Prompt -
From the line that contains "Give the innermost point of each instance of the green" to the last line of the records below, copy everything exactly, both ends included.

════════════════

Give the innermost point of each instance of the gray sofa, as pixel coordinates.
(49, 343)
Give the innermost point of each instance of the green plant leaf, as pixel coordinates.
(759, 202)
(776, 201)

════════════════

Output -
Give the innermost point of each instance of the green plant leaf, as pixel coordinates.
(759, 202)
(776, 201)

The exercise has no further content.